(Rows taken from a pointing dataset)
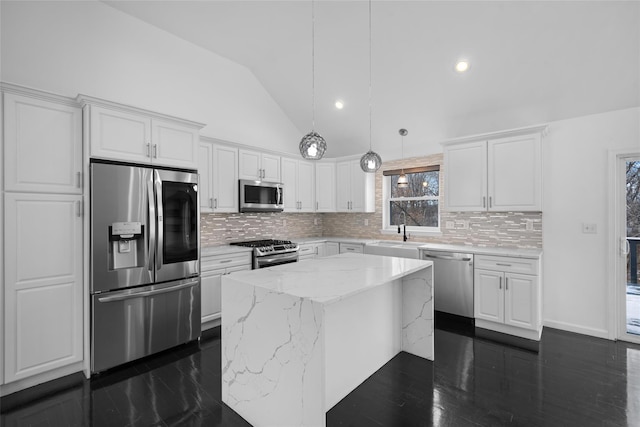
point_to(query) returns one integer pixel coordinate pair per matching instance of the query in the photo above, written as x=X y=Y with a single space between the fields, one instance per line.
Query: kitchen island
x=299 y=337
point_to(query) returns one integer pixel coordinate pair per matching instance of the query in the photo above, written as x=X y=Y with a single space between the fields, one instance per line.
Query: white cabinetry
x=495 y=174
x=355 y=189
x=213 y=267
x=325 y=185
x=259 y=166
x=218 y=169
x=298 y=177
x=507 y=295
x=123 y=133
x=311 y=250
x=41 y=291
x=42 y=145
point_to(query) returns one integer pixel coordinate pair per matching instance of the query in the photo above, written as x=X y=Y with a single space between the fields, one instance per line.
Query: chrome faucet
x=404 y=227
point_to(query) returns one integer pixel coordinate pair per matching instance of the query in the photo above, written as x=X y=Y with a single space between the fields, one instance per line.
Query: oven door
x=271 y=260
x=178 y=225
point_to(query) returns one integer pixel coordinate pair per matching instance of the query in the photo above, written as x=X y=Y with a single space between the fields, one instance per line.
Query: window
x=417 y=204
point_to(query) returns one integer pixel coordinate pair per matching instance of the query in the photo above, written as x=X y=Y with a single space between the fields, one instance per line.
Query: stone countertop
x=330 y=279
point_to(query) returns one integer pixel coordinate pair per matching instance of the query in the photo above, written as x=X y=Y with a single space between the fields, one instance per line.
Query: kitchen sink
x=393 y=248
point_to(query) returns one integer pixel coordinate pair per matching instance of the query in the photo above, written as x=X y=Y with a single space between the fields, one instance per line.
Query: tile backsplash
x=495 y=229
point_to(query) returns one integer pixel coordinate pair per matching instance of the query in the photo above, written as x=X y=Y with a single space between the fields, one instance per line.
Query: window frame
x=387 y=199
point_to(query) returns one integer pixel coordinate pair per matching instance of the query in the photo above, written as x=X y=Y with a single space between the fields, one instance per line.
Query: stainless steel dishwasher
x=453 y=281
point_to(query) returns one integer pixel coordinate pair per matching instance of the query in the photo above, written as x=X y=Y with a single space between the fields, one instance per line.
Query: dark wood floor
x=573 y=380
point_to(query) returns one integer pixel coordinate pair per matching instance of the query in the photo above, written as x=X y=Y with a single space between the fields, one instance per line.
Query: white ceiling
x=531 y=62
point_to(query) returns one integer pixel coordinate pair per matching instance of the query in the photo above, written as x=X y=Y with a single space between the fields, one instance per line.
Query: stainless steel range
x=267 y=253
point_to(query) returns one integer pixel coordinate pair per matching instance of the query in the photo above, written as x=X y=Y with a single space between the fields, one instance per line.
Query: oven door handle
x=125 y=295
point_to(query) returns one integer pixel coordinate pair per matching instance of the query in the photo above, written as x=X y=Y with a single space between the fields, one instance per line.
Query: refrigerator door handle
x=160 y=227
x=151 y=224
x=121 y=296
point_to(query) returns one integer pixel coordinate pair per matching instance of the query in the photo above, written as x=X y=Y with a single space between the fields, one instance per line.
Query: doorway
x=632 y=246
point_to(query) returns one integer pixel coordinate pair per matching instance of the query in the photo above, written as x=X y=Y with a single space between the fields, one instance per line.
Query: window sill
x=412 y=232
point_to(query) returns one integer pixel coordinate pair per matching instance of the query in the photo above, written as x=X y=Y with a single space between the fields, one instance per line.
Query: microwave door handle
x=151 y=224
x=160 y=227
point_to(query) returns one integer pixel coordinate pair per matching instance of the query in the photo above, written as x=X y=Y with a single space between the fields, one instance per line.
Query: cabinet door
x=43 y=283
x=174 y=145
x=43 y=146
x=306 y=186
x=466 y=177
x=343 y=189
x=488 y=295
x=119 y=135
x=520 y=300
x=515 y=174
x=225 y=179
x=205 y=167
x=271 y=168
x=290 y=181
x=250 y=166
x=325 y=186
x=210 y=296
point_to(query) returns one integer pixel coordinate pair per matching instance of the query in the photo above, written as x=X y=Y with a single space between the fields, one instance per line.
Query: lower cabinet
x=213 y=267
x=43 y=286
x=507 y=295
x=311 y=250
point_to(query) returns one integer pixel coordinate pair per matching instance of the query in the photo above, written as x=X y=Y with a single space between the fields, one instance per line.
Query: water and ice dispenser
x=127 y=249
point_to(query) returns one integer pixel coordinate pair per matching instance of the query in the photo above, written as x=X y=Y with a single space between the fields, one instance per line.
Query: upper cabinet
x=355 y=189
x=501 y=173
x=122 y=133
x=259 y=166
x=298 y=177
x=218 y=169
x=325 y=186
x=43 y=145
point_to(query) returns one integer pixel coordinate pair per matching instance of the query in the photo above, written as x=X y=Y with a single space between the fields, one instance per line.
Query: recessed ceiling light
x=462 y=66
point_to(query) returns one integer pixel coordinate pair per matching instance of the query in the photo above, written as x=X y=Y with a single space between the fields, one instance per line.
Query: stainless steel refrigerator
x=145 y=261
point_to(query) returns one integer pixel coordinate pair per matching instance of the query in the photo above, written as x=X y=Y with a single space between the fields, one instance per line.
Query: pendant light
x=312 y=145
x=403 y=182
x=370 y=161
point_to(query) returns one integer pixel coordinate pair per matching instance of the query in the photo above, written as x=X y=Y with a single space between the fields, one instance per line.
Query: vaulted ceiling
x=531 y=62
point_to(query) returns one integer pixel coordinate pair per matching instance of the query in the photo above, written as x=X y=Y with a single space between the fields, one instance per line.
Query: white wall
x=90 y=48
x=576 y=182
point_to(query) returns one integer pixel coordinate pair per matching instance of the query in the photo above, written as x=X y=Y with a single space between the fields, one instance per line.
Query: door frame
x=617 y=268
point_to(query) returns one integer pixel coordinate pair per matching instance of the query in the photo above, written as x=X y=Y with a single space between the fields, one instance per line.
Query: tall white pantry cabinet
x=42 y=297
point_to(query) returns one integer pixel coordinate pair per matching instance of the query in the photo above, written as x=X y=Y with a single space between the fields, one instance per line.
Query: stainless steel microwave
x=260 y=196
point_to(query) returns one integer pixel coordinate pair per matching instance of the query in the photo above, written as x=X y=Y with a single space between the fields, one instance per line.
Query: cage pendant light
x=312 y=145
x=403 y=182
x=370 y=161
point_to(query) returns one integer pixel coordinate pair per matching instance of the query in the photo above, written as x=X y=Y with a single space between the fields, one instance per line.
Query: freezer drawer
x=130 y=324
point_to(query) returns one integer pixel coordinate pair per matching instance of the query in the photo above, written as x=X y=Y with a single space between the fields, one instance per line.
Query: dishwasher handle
x=447 y=257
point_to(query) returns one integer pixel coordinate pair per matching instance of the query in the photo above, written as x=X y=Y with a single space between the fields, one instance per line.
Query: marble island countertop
x=331 y=279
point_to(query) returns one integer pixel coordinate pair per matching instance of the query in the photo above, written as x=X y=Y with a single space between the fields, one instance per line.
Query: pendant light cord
x=370 y=75
x=313 y=66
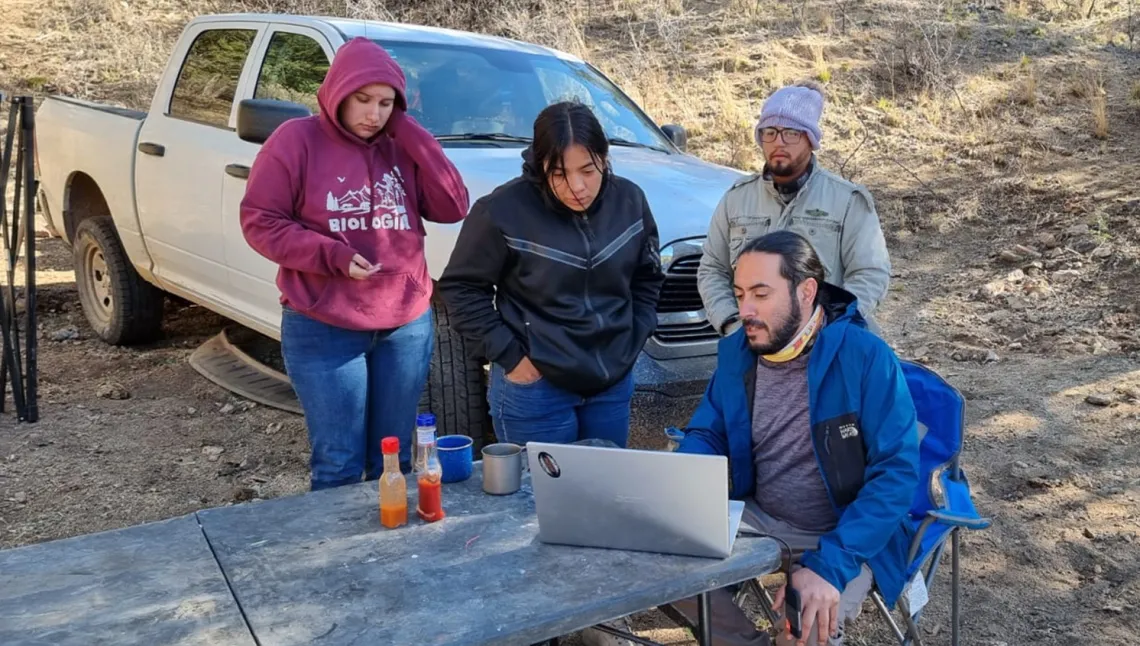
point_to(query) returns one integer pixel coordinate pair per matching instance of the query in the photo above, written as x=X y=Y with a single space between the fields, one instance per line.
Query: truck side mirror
x=677 y=135
x=258 y=119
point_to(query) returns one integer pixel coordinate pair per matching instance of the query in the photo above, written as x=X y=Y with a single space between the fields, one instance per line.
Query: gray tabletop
x=149 y=585
x=319 y=569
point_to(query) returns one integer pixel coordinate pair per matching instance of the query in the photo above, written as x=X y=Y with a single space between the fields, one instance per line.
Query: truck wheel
x=456 y=390
x=121 y=307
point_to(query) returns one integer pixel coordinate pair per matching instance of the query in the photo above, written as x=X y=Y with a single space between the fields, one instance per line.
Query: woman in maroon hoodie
x=339 y=201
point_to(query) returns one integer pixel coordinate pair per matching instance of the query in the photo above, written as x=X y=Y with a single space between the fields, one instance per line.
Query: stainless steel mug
x=502 y=468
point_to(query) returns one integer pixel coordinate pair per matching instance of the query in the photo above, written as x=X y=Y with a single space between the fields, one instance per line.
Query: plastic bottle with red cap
x=393 y=489
x=429 y=472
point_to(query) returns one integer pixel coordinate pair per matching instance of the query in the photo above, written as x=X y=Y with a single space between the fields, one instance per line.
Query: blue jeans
x=544 y=413
x=356 y=389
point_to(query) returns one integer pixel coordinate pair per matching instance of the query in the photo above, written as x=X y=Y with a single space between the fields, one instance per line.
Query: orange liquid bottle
x=393 y=489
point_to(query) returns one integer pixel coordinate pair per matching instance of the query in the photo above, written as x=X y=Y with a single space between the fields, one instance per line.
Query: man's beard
x=782 y=335
x=789 y=168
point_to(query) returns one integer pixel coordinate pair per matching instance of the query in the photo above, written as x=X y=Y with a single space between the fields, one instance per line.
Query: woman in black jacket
x=555 y=278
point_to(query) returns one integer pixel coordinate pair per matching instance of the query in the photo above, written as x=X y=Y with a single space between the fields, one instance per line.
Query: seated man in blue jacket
x=821 y=435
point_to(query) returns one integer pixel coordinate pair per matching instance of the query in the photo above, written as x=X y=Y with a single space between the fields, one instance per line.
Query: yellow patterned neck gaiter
x=797 y=345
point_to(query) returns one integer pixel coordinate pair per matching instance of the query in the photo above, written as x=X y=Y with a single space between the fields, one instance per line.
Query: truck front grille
x=680 y=294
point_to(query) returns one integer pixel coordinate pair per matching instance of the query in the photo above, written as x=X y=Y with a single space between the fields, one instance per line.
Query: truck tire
x=122 y=308
x=456 y=390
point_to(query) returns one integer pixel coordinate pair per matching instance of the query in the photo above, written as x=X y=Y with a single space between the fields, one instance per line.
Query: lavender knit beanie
x=794 y=106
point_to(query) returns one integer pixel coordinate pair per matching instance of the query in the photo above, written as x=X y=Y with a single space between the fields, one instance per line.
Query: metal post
x=5 y=162
x=886 y=615
x=703 y=620
x=27 y=150
x=954 y=581
x=10 y=364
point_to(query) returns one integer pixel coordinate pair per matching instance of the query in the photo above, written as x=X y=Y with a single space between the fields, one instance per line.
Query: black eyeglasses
x=790 y=137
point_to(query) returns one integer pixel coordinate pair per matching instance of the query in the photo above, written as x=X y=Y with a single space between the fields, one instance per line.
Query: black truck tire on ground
x=121 y=307
x=456 y=390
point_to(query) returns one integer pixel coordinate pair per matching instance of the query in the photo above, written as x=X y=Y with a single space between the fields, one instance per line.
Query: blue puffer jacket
x=865 y=438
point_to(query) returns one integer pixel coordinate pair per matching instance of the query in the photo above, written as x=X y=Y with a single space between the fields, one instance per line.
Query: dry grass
x=1027 y=93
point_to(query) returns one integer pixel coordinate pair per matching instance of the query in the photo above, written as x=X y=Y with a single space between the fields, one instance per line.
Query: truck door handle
x=239 y=171
x=148 y=148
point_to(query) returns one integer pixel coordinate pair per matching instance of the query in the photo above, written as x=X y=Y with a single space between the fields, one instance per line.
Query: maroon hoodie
x=317 y=195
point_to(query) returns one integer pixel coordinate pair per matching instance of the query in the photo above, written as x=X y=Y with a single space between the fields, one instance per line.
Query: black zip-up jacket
x=573 y=292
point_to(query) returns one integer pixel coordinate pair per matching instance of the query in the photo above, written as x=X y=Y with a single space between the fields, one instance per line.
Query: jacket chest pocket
x=844 y=456
x=742 y=229
x=824 y=235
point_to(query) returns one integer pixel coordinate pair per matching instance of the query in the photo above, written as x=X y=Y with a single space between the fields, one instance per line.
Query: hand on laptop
x=820 y=600
x=524 y=373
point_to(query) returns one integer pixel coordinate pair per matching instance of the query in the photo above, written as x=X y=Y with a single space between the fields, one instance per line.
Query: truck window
x=208 y=82
x=292 y=71
x=463 y=89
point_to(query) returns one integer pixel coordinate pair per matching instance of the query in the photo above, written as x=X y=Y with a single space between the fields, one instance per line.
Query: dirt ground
x=1001 y=140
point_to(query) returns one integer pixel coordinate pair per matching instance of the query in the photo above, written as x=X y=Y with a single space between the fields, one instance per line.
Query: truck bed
x=76 y=138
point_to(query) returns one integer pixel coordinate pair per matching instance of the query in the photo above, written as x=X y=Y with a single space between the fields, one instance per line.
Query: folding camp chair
x=941 y=509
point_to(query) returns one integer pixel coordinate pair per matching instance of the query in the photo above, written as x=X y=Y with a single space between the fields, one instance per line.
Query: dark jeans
x=356 y=387
x=544 y=413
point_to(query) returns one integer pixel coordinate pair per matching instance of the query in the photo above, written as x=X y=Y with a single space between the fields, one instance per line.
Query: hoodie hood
x=358 y=63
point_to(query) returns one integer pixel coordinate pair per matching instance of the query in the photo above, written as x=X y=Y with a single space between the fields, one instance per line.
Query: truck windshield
x=493 y=96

_TASK DETAILS:_ Starting at the beginning of the records and continuing through the line that contains "x=299 y=337", reproduce every line, requests included, with each coordinate value in the answers multiplied by 2.5 and rounded to a whole number, halves rounded up. Omit the pictures from your output.

_RESULT:_
point_to(query) returns one integer pixel coordinate pair per matching instance of the query in the photo above, written as x=X y=Y with a single space between the fields, one instance per line.
Query: kitchen island
x=748 y=843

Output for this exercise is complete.